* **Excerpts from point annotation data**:
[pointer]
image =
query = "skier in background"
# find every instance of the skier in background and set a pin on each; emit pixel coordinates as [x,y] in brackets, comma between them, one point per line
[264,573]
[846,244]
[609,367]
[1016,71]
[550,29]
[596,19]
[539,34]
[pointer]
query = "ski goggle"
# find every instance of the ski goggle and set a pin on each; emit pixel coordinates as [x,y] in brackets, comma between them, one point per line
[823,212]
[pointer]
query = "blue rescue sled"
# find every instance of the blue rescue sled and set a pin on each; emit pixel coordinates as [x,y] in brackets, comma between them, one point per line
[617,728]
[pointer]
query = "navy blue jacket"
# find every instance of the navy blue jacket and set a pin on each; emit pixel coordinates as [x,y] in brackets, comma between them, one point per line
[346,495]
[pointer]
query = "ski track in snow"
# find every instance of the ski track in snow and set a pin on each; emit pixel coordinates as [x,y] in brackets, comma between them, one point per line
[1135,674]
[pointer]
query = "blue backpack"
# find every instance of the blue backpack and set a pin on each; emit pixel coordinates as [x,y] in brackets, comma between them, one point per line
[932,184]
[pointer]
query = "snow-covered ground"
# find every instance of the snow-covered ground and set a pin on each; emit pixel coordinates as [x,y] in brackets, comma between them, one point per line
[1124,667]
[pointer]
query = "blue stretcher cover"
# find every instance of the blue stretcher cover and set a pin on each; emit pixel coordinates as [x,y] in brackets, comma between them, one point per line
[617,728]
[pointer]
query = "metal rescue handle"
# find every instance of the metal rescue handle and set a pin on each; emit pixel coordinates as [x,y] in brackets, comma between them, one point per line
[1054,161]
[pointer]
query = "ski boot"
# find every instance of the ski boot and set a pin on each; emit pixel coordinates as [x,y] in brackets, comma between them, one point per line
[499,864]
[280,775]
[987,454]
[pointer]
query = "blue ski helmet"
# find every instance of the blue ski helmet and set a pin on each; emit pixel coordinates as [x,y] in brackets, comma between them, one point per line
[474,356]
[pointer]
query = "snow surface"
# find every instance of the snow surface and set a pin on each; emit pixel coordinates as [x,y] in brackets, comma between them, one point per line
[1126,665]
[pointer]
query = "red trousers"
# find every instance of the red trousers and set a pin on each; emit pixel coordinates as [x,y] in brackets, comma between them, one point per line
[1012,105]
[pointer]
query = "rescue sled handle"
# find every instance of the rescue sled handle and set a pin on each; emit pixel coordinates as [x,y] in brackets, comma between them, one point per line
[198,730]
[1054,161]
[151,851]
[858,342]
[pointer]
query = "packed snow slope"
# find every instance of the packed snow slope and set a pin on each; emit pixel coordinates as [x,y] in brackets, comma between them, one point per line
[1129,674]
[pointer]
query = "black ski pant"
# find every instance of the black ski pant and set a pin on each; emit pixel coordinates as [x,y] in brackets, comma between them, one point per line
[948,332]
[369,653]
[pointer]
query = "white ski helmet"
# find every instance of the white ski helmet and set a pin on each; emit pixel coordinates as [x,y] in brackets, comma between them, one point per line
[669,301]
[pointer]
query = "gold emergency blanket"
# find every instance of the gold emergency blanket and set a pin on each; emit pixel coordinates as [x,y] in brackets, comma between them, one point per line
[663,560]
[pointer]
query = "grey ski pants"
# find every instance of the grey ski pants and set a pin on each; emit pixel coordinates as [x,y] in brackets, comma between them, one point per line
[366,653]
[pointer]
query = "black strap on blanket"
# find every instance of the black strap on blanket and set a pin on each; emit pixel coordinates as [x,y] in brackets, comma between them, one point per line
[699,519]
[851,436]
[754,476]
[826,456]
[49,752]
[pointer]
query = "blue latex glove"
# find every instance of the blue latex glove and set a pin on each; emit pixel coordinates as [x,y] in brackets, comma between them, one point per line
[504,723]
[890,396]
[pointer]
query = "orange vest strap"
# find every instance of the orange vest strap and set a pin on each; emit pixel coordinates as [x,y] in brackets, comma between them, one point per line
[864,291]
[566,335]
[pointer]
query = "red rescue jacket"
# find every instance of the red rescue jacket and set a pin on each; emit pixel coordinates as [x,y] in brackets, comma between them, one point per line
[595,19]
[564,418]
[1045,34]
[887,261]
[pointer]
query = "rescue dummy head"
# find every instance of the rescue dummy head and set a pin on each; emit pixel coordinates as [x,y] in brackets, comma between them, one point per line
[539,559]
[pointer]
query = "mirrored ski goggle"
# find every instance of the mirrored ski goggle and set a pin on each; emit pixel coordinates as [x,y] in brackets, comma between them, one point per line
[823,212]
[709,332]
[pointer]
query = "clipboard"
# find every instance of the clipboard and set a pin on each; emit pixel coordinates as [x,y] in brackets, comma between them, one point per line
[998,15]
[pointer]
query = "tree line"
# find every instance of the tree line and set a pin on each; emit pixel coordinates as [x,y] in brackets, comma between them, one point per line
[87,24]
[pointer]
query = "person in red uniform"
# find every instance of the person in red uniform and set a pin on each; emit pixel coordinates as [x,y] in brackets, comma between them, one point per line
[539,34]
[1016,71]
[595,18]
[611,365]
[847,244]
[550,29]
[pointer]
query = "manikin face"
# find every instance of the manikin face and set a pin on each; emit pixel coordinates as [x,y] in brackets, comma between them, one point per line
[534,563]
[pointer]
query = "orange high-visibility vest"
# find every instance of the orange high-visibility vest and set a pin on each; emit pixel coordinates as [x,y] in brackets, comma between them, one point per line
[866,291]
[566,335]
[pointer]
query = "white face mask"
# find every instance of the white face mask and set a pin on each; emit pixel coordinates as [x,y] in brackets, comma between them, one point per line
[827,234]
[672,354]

* **Work to do**:
Word for word, extract all the records.

* **Exercise solution**:
[pointer]
image =
query = "skier in background"
# find every instance of the skier in background and set a pin on each; emit pixel coordinates as [x,y] in brackets, comma between them, one point per line
[264,573]
[846,244]
[609,367]
[1016,71]
[550,29]
[596,19]
[539,34]
[pointer]
query = "ski goggle"
# find every instance of the ski goggle and set a pin on each; emit pixel coordinates as [x,y] in brackets, comma between them, one point per line
[823,212]
[pointer]
query = "blue rescue sled"
# find every instance of the blue rescue sled and set a pin on each; emit pixel coordinates as [x,y] in brackets, comma between them, one point per line
[617,728]
[pointer]
query = "navy blue jacket"
# find every instance of the navy blue jacket and set a pin on each; emit pixel coordinates as [x,y] in brackets, comma between them, one point per line
[346,495]
[pointer]
query = "ski track in snow"
# find every instance of the ski track in snow and set a pin on each; emit pixel coordinates as [x,y] in brackets, comma between them, one point per line
[1135,674]
[pointer]
query = "blue backpack"
# find every instance of the blue backpack and set a pin on each; emit pixel coordinates as [x,y] in brackets, comma between them, one point per line
[932,184]
[pointer]
query = "snow-covered ground"
# find every instance of the snow-covered ground and set a pin on each; emit pixel coordinates as [x,y] in brackets, comma between them, one point per line
[1124,667]
[pointer]
query = "blue stretcher cover"
# find every instance of the blue stretcher cover and set a pin on each; emit pixel coordinates as [x,y] in brackets, comma between them, one point per line
[617,728]
[pointer]
query = "metal rescue handle"
# find every instance of the metal rescue handle and set a pin on each; emit pixel coordinates as [x,y] in brackets, comma between them, one point per line
[1054,161]
[pointer]
query = "ski boot"
# find every instance of the ski boot and set a pin on each; emit pixel coordinates as [x,y] in brackets, comma between them, one point per line
[499,864]
[280,775]
[987,454]
[pointer]
query = "blue ski helmet"
# find every instance of the blue ski helmet and set a pin on each; emit pixel coordinates as [x,y] in brackets, comma between them, one point per line
[474,356]
[pointer]
query = "snow surface"
# find every instance of the snow surface and set a pin on each; emit pixel coordinates as [x,y] in brackets, comma between them, one point per line
[1126,665]
[pointer]
query = "red trousers"
# find every instance of the red trousers and set a pin on each; emit pixel coordinates as [x,y] in brackets, comma between them, one point per line
[1012,105]
[pointer]
query = "rescue sled handle"
# find every instance of the rescue sled handle and set a pin on each; emit pixel coordinates as [x,y] in brackets, comma between them, one point per line
[198,730]
[1054,161]
[151,851]
[858,342]
[pointer]
query = "packed snow slope"
# find every instance of the packed snow slope and set a pin on each; emit pixel coordinates as [x,y] in brackets, comma between them, one point per line
[1129,674]
[pointer]
query = "black ski pant"
# find every instance of the black ski pant and set a pin on each; emit pixel coordinates as [x,y] in brackets, comma between them, one point per line
[948,332]
[369,653]
[pointer]
query = "white ski helmet"
# find every instance of the white ski helmet and set a pin on each; emit pixel coordinates as [x,y] in brackets, comma between them, one point per line
[669,301]
[pointer]
query = "gold emergency blanket"
# find every instance of the gold emergency blanket and set a pin on each; emit pixel coordinates as [x,y] in brackets, comma between them, one point per line
[663,560]
[pointer]
query = "grey ski pants"
# find every instance of the grey ski pants and set a pin on each; emit pixel coordinates as [x,y] in brackets, comma between them, one point per line
[366,653]
[pointer]
query = "black strap on blanket"
# find every instance of the black strap on blanket and set a pin on each; emit pixel coordinates as [x,y] in brackets, comma between them, one point per line
[699,519]
[851,436]
[754,476]
[826,456]
[49,752]
[pointer]
query = "blue latex glove"
# find every instance of the blue latex glove and set a pin on each; emit pixel coordinates as [x,y] in brackets, comma between them, one point per line
[504,723]
[890,396]
[pointer]
query = "orange vest strap"
# find every instance of the orange vest strap and set a pin on each; emit pixel coordinates as [x,y] in brackets, comma between them, one point per line
[864,291]
[566,335]
[pointer]
query = "red rescue jacket"
# find every instance of the red rescue jacket and set a pin on each; emit pixel coordinates as [x,y] in brackets, comma between them, one point per line
[595,19]
[564,418]
[1045,34]
[887,261]
[pointer]
query = "rescue dummy head"
# find every instance of the rescue dummy head and set a pin on each; emit pixel coordinates as [x,y] in brackets, comma between them, one point per line
[539,559]
[pointer]
query = "mirrored ski goggle"
# find every instance of the mirrored ski goggle and set a pin on each; emit pixel coordinates as [x,y] in brackets, comma between them, one point per line
[823,212]
[709,332]
[pointer]
query = "clipboard"
# find every instance of the clipboard and set a pin on each; emit pixel coordinates as [x,y] in brackets, comma between them, one point per line
[998,15]
[pointer]
query = "tree line"
# find every instance of the tree line and set a pin on each; emit pixel coordinates as [x,y] in brackets, comma between them, one point per line
[87,24]
[pointer]
query = "person in red uniform"
# find every instance of the person in red uniform and set a pin on each; emit pixel coordinates as [x,y] in brackets, comma between them, one point per line
[539,34]
[1016,71]
[595,18]
[611,365]
[847,244]
[550,29]
[pointer]
query = "manikin face"
# find every instance of the manikin face and set a pin on each; emit pixel coordinates as [x,y] in brackets, comma between them, one point per line
[534,563]
[pointer]
query = "orange high-visibility vest"
# find every instance of the orange high-visibility vest and set a pin on each; emit pixel coordinates as [x,y] in brackets, comma between them, one point per line
[866,291]
[566,335]
[pointer]
query = "white face mask"
# find every instance of the white face mask and set a pin on each; emit pixel coordinates as [x,y] in brackets, comma between them, one point per line
[827,234]
[672,354]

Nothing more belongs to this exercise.